GIVEN TEXT:
++++++++++++++++++++

Tuesday, 30 July 2019

Sqoop Import to Hive Database

Sqoop Import to Hive Database

Create Hive Database
Type hive in command shell
[umeshp6655@gw02 ~]$ hive
Logging initialized using configuration in file:/usr/hdp/2.6.5.0-292/hive/conf/hive-log4j.properties
hive (default)> create database umeshp6655_sqoop_import;
OK
Time taken: 2.09 seconds
hive (default)> use umeshp6655_sqoop_import
OK
Time taken: 0.253 seconds
hive (umeshp6655_sqoop_import)> create table t(i int);
OK
Time taken: 0.448 seconds
-- Dropping directories, in case your hive database/tables in consistent state
hadoop fs -rm -R /user/hive/warehouse/departments
Hive Arguments:

Argument
Description
--hive-import
Import tables into Hive (Uses Hive’s default delimiters if none are set.)
--hive-overwrite
Overwrite existing data in the Hive table.
--create-hive-table
If set, then the job will fail if the target hive
table exists. By default this property is false.
--hive-table <table-name>
Sets the table name to use when importing to Hive.
--hive-drop-import-delims
Drops \n, \r, and \01 from string fields when importing to Hive.
--hive-delims-replacement
Replace \n, \r, and \01 from string fields with user defined string when importing to Hive.
--hive-partition-key
Name of a hive field to partition are sharded on
--hive-partition-value <v>
String-value that serves as partition key for this imported into hive in this job.
--map-column-hive <map>
Override default mapping from SQL type to Hive type for configured columns.

Simple hive import using sqoop import command
sqoop import \
--connect jdbc:mysql://db_path \
--username username \
--password ****** \
--table $table_name \
--hive-import \
--hive-database dbname \
--hive-table table_name \
--num-mappers 2
//data store at /user/username/tablename (default directory)
//show tables   //describe formatted table_name  //get location from the value displayed.

++++++++++++++++++++

DATA LINES:
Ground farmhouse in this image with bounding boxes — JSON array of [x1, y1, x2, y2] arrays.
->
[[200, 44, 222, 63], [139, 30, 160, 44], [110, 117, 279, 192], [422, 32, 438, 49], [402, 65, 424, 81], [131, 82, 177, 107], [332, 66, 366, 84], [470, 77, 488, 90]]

++++++++++++++++++++

TASKS TO COMPLETE:
(1) Answer these about the Sqoop-to-Hive post, one per line, marked (a) and (b).
(a) What is the name of the database created in the Hive shell?
(b) How many mappers does the simple sqoop import command set?
(2) Reproduce the Sqoop-to-Hive post from "--hive-table <table-name>" to "for configured columns.", substituting "custom string" for "user defined string".
(3) Please carry on the Sqoop-to-Hive post from the point where it stops.

TASK-BY-TASK OUTPUTS:
(1)
(a) umeshp6655_sqoop_import
(b) 2

(2)
--hive-table <table-name>
Sets the table name to use when importing to Hive.
--hive-drop-import-delims
Drops \n, \r, and \01 from string fields when importing to Hive.
--hive-delims-replacement
Replace \n, \r, and \01 from string fields with custom string when importing to Hive.
--hive-partition-key
Name of a hive field to partition are sharded on
--hive-partition-value <v>
String-value that serves as partition key for this imported into hive in this job.
--map-column-hive <map>
Override default mapping from SQL type to Hive type for configured columns.

(3)
//hadoop fs -ls location_value(paste)
//hadoop fs -get location_value(paste) umeshp6655_import_sqoop \\to get data to local machine
//move to directory by cd directory_name and type view part-m-00000 \\In file you can see format in which data stored like delimiters.


For checking data
1) Come out of hive by writing exit command
2) when you are in hdfs/hadoop then use below command :
hdfs fs -get filepath .
3) move to that path by use of cd command
cd filepath
4) Once you are in that directory in which data imported then type below command.
ls -ltr
Imported files are displayed
5) To display file contained use below command
view file_name.
Will display stored data format.

Simple hive import using sqoop import command to overwrite hive tables
--hive-overwrite : It will overwrite existing values.
sqoop import \
--connect jdbc:mysql://db_path \
--username username \
--password ****** \
--table $table_name \
--hive-import \
--hive-database dbname \
--hive-table table_name \
--hive-overwrite \
--num-mappers 2

Note : --hive-overwrite or --create-hive-table only one will be use as they are mutually exclusive.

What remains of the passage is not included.